→ Exercise objective: Put each line of the items below into a Markdown table with the columns Row and Line, numbering the rows and skipping blank lines. Leave the pictures out of the table.

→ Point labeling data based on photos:
━━━

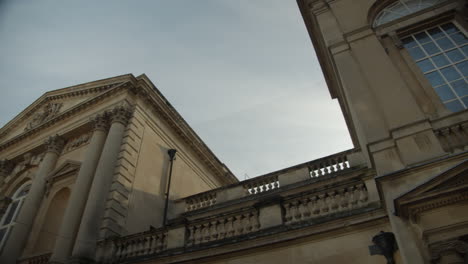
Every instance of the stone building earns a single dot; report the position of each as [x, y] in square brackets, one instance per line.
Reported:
[85, 170]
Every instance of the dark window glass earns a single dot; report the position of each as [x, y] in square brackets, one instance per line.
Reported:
[454, 106]
[459, 38]
[431, 48]
[463, 67]
[450, 73]
[422, 37]
[435, 79]
[445, 43]
[460, 87]
[440, 60]
[465, 50]
[436, 33]
[416, 53]
[426, 65]
[409, 42]
[2, 233]
[445, 93]
[449, 28]
[455, 55]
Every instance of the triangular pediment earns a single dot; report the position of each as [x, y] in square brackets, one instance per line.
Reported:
[54, 103]
[448, 187]
[69, 167]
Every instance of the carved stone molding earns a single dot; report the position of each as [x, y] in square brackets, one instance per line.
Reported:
[6, 166]
[4, 203]
[48, 112]
[77, 142]
[55, 144]
[100, 122]
[440, 249]
[120, 114]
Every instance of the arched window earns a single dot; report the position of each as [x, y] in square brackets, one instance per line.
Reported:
[7, 221]
[440, 51]
[402, 8]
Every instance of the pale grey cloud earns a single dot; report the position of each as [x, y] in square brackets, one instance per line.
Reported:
[242, 73]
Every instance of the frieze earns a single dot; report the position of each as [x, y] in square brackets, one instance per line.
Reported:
[77, 142]
[48, 112]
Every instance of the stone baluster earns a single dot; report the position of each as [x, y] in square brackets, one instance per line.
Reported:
[88, 234]
[79, 195]
[20, 233]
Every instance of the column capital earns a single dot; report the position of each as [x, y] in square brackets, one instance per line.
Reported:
[120, 114]
[100, 122]
[6, 166]
[55, 144]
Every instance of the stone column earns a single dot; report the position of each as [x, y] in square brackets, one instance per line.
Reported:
[6, 166]
[88, 234]
[25, 219]
[76, 205]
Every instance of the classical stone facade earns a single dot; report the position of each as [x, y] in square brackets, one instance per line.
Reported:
[84, 169]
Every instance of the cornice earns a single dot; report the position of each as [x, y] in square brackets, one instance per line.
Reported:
[64, 115]
[68, 92]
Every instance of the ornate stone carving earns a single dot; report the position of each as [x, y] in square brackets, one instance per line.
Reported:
[48, 112]
[6, 166]
[77, 142]
[442, 248]
[4, 203]
[55, 144]
[120, 114]
[100, 122]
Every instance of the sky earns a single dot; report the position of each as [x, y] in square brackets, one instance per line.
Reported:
[242, 73]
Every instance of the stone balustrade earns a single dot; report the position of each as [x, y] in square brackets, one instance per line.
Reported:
[223, 227]
[39, 259]
[454, 137]
[201, 200]
[261, 184]
[329, 165]
[325, 203]
[147, 243]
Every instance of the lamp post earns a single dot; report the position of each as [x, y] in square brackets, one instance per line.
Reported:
[171, 153]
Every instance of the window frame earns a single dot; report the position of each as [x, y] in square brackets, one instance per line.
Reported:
[405, 26]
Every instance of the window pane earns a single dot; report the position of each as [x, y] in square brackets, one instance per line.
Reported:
[455, 55]
[465, 50]
[431, 48]
[11, 212]
[463, 67]
[416, 53]
[465, 100]
[435, 79]
[449, 28]
[454, 106]
[409, 42]
[459, 38]
[450, 73]
[445, 43]
[445, 93]
[425, 65]
[422, 37]
[436, 33]
[460, 87]
[440, 60]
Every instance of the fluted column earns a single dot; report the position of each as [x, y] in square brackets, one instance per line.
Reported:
[25, 219]
[88, 234]
[6, 166]
[76, 205]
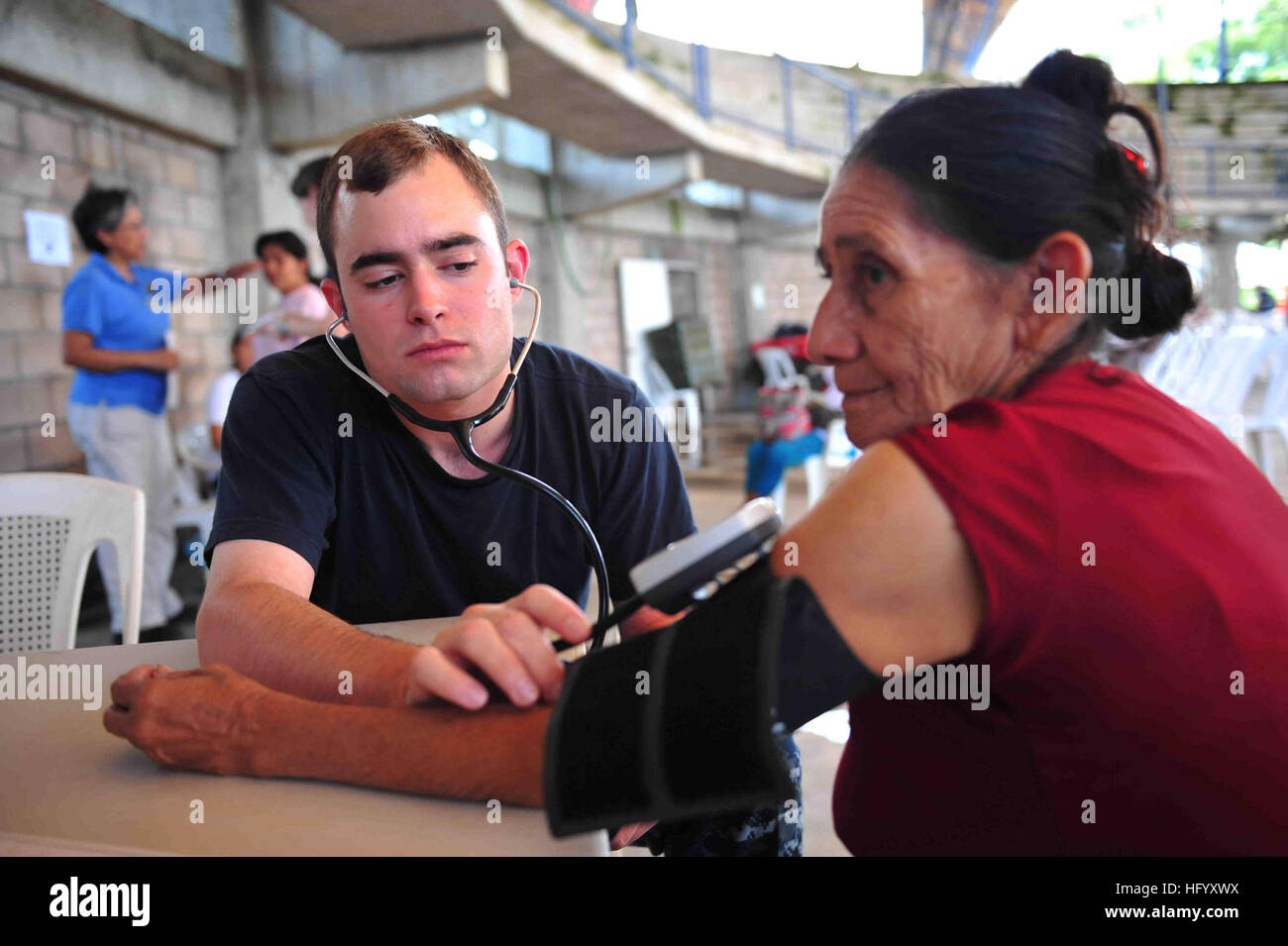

━━━

→ Answer to this problem:
| Row | Line |
|---|---|
| 1 | Every instance of the stone building earns a single dot; report the position of each as [x, y] in square brackets, one instance per line. |
| 2 | Reported: |
| 3 | [85, 170] |
| 4 | Every instance of the dark window glass earns a single dot; report the position of each as [x, y] in square brackets, one instance per line. |
| 5 | Reported: |
| 6 | [454, 106] |
| 7 | [459, 38] |
| 8 | [431, 48] |
| 9 | [463, 67] |
| 10 | [450, 73] |
| 11 | [422, 37] |
| 12 | [435, 79] |
| 13 | [445, 43] |
| 14 | [460, 87] |
| 15 | [440, 60] |
| 16 | [465, 50] |
| 17 | [436, 33] |
| 18 | [416, 53] |
| 19 | [426, 65] |
| 20 | [409, 42] |
| 21 | [2, 233] |
| 22 | [445, 93] |
| 23 | [449, 28] |
| 24 | [455, 55] |
| 25 | Every instance of the triangular pediment earns a single dot; report the position of each as [x, y] in square brackets, one instance per line. |
| 26 | Reported: |
| 27 | [54, 103] |
| 28 | [448, 187] |
| 29 | [69, 167] |
| 30 | Every instance of the carved stone molding earns a single dot; report the position of each as [x, y] in square brackets, one instance per line. |
| 31 | Reported: |
| 32 | [6, 166] |
| 33 | [4, 203] |
| 34 | [48, 112] |
| 35 | [77, 142] |
| 36 | [55, 144] |
| 37 | [100, 122] |
| 38 | [440, 249] |
| 39 | [120, 114] |
| 40 | Every instance of the arched window earns a single dot; report the position of each as [x, y] in square brackets, one instance per line. |
| 41 | Reported: |
| 42 | [7, 221] |
| 43 | [440, 51] |
| 44 | [402, 8] |
| 45 | Every instance of the pale grey cloud earns a single dot; report the position of each as [x, y] in square brackets, one instance per line. |
| 46 | Reported: |
| 47 | [242, 73] |
| 48 | Every instance of the frieze earns a single dot; report the position of each as [x, y] in square brackets, one instance per line. |
| 49 | Reported: |
| 50 | [77, 142] |
| 51 | [48, 112] |
| 52 | Every instance of the stone baluster earns a single dot; report the position of each as [x, y] in square brackets, one instance per line. |
| 53 | Reported: |
| 54 | [88, 234] |
| 55 | [79, 195] |
| 56 | [20, 233] |
| 57 | Every instance of the column capital earns a single dot; report the position of each as [x, y] in square brackets, one instance per line. |
| 58 | Reported: |
| 59 | [120, 114] |
| 60 | [100, 122] |
| 61 | [6, 166] |
| 62 | [55, 144] |
| 63 | Every instance of the stone column earns a single dot; report the position of each as [x, y] in square brackets, one instance per line. |
| 64 | Reported: |
| 65 | [6, 166] |
| 66 | [88, 234] |
| 67 | [25, 219] |
| 68 | [76, 205] |
| 69 | Every instance of the classical stone facade earns a single dot; report the position of each as [x, y] in square brackets, one instance per line. |
| 70 | Reported: |
| 71 | [84, 169] |
| 72 | Every instance of the cornice earns a single dot; report the position of each as [x, y] in square brackets, one instance per line. |
| 73 | Reported: |
| 74 | [64, 115] |
| 75 | [68, 92] |
| 76 | Every instance of the ornate stone carving earns a single dot; report the position of each as [x, y] in square brackets, one instance per line. |
| 77 | Reported: |
| 78 | [48, 112] |
| 79 | [6, 166] |
| 80 | [77, 142] |
| 81 | [442, 248] |
| 82 | [4, 203] |
| 83 | [55, 144] |
| 84 | [120, 114] |
| 85 | [100, 122] |
| 86 | Every instance of the sky earns a single dot; report the position of each as [x, y] in square brackets, one instance per line. |
| 87 | Reported: |
| 88 | [242, 73] |
| 89 | Every instance of the stone balustrade earns a single dot; report the position of each as [x, y] in square brackets, one instance per line. |
| 90 | Reported: |
| 91 | [223, 227] |
| 92 | [39, 259] |
| 93 | [454, 137] |
| 94 | [201, 200] |
| 95 | [261, 184] |
| 96 | [329, 165] |
| 97 | [325, 203] |
| 98 | [147, 243] |
| 99 | Every instance of the lamp post earns a single dot; report the position of each as [x, y] in square brackets, one instance per line. |
| 100 | Reported: |
| 101 | [171, 153] |
| 102 | Every instance of the window frame earns a single dot; report the position of each as [x, y] in square brackets, one instance per line. |
| 103 | Reported: |
| 104 | [405, 26] |
| 105 | Every instance of the window pane earns a single dot; report the position of each as [x, y] in square brackets, one instance per line. |
| 106 | Reported: |
| 107 | [455, 55] |
| 108 | [465, 50] |
| 109 | [431, 48] |
| 110 | [11, 212] |
| 111 | [463, 67] |
| 112 | [416, 53] |
| 113 | [465, 100] |
| 114 | [435, 79] |
| 115 | [449, 28] |
| 116 | [454, 106] |
| 117 | [409, 42] |
| 118 | [459, 38] |
| 119 | [450, 73] |
| 120 | [445, 43] |
| 121 | [445, 93] |
| 122 | [425, 65] |
| 123 | [422, 37] |
| 124 | [436, 33] |
| 125 | [460, 87] |
| 126 | [440, 60] |
| 127 | Every instance of the fluted column earns a single dot; report the position of each as [x, y] in square brackets, one instance per line. |
| 128 | Reported: |
| 129 | [25, 219] |
| 130 | [88, 234] |
| 131 | [6, 166] |
| 132 | [76, 205] |